A blanket forgiveness of student debt is simply throwing money away and undercutting the millions who attend college for the right reasons, who pursue higher education intentionally, without the help of handouts. It undercuts one of the critical principles of a free economy – accountability.
I normally do not begin my articles with a video, but this is what immediately came to mind when I heard over the news that Biden and the Democrats were going to press for student debt forgiveness.
Blanket forgiveness of student debt is a bad idea.
But it is a serious problem, a problem not only caused by students, but by colleges and government. This is everybody’s problem, and everybody needs to be involved in fixing the problem.
But who is everybody? Stay tuned.
Being swamped in debt is a terrible experience. I have been personally fortunate in my life, but I have helped others who have had to face what seems as an impossible task. I hold to the philosophy that aside from your home mortgage, debt is not a good thing. I mean all debt. No credit card debt. No car loans. No loans on anything – period. Debt determines your life. That is a universal truth. It will direct the decisions you make. It will determine how much of your life you will devote to work. It will produce anxiety, depression and hopelessness.
It is interesting how the apostle Paul once said that “godliness with contentment is great gain.” The opposite of debt is contentment. People who have modest usage of credit cards with no debt are also people who have forgone the purchase of goods and services. They have made decisions to NOT buy things. But as the years progress, a funny thing happens. Their “contentment” translates to wealth. The home they live in may be modest, but it is paid for. The car they drive may be simple and old, but it is paid for. They are content in every way.

→ Records for this exercise:
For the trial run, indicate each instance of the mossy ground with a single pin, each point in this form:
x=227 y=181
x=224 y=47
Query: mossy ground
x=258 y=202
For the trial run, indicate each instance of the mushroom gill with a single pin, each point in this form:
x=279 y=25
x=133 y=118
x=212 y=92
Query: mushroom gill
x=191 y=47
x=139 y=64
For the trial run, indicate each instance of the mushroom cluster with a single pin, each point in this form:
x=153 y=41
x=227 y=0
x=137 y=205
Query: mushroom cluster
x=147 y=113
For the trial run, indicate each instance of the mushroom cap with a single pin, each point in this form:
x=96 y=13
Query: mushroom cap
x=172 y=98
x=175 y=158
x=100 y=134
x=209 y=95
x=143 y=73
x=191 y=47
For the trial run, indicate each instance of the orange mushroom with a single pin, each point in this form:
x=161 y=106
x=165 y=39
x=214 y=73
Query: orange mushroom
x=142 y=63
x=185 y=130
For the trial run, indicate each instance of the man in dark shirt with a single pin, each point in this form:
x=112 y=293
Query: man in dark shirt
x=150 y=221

...

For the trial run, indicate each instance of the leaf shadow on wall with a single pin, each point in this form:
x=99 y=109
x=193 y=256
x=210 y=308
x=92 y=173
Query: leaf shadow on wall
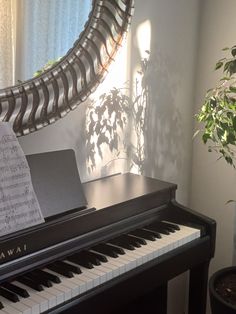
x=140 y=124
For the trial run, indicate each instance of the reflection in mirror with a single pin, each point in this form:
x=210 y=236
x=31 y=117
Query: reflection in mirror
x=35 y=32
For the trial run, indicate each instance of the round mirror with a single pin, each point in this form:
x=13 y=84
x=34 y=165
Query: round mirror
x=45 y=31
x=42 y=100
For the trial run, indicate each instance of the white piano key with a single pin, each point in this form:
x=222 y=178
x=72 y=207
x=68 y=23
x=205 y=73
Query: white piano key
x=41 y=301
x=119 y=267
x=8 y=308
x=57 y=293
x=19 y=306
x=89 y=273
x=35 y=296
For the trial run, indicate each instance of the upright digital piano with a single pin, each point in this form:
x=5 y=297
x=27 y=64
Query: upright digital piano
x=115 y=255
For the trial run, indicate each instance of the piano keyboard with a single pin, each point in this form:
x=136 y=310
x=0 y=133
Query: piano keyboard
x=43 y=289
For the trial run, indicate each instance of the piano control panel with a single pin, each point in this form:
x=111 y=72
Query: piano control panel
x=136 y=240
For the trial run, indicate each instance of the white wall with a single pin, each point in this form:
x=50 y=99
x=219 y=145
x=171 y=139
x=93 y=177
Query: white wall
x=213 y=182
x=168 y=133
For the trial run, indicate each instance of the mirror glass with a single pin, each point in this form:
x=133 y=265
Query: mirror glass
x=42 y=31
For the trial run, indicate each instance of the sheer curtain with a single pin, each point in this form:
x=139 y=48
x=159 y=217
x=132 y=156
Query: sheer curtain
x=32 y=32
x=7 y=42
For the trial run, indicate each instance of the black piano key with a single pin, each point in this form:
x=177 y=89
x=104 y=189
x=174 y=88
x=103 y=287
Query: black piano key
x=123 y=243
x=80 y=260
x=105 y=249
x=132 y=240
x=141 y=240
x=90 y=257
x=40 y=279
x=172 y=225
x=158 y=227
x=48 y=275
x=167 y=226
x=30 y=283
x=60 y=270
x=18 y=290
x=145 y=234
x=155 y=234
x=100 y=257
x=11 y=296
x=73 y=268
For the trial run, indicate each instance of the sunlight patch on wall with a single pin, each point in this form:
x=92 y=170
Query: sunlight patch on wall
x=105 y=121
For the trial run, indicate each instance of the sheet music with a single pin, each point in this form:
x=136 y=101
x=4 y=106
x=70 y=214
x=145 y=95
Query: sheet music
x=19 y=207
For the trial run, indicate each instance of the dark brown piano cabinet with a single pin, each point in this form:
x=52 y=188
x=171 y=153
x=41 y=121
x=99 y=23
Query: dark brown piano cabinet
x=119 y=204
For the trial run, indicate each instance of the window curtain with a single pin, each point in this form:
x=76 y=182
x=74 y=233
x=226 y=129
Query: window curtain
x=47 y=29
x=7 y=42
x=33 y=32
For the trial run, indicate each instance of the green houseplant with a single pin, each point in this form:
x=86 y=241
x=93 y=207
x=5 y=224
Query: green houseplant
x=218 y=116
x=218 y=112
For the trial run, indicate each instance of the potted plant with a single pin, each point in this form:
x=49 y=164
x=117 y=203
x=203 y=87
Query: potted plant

→ Goals:
1. In the rows, edit the lines between the one holding "For the trial run, indicate each instance of the orange" and the one holding "x=150 y=221", inclusive, so that "dark shirt" becomes "striped shirt" and nothing else changes. Return only those lines.
2. Resume the piece on student debt forgiveness after its final sentence and keep writing.

→ The answers:
1.
For the trial run, indicate each instance of the orange mushroom with a single pin, each point in this form:
x=161 y=106
x=165 y=39
x=214 y=73
Query: orange mushroom
x=142 y=63
x=185 y=130
For the trial run, indicate each instance of the man in striped shirt with a single pin, each point in this form:
x=112 y=293
Query: man in striped shirt
x=150 y=221

2.
So we throw before eighteen year olds this philosophical quandary, discarding their instinctive wariness, making it appear that generating $50,000 in debt is a “what everybody does.” When I look at my life, the only time I borrowed $50,000 was to buy a house! The difference is that the house is always there. There is nothing but dreams, unrealistic expectations, and uncertainties awaiting college graduation. It is, in some respects, like lending someone to put money on a horse at the racetrack. It may be a good horse, but only one horse wins.
Depending on the source and timing of the data, the average student debt is between $37,000 and $41,000. That is a serious hunk of change, but anyone who has been involved with college in the last few years can attest, surviving four or more years of college with only $40K in debt is not bad, considering that a typical quality education costs about $40K per year. That means you found a way to invest four years of life for a future career and did so paying the bill for three of those years. That should be encouraging. People pay that much for a Ford F-350 these days, and it depreciates. You just invested in college. It’s value, theoretically, should appreciate over time. While $41,000 sounds like a lot, it is not the end of the world.
What is uniquely different from 2022 and 1972 is that everybody seems to be in debt at the end of college. Surrounding that average are the thousands of students who managed to get through college owing far less. They did so through hard work, scholarships, and wise choices on their journey. A small percentage did so because mom and dad paid for it, but most everyone had to sign a dotted line obligating themselves to pay the full bill. And they did!
On the opposite end of the spectrum are the sad stories we read and hear about, the horror tales of mounting up to $120K in debt, graduating with a dead-end degree or simply finding that a degree does not gain access to meaningful income.
The most important first step is actually identifying the problem. There is 1.75 trillion dollars of student debt out there. That is ridiculously high, especially when you consider that only two generations ago student debt was almost unheard of. Yet despite that big number, the size of non-performing debt is 23% of that amount. It is still a large number, but considerably reduces the scope of this problem. In other words, 77% of the students are doing the right thing. Some are doing a near-impossible thing, but they are at least trying.
Aside from that 23%, there is a subset of students who simply do not have the income to make a full payment on their debt. Let’s be clear on this – anybody can pay against a loan. Any loan. The problem is paying more than the principle. That’s the problem. So of that 23%, there is a smaller set of students who simply do not have the income to make a payment. These are the people that should be targeted for so-called “loan forgiveness.”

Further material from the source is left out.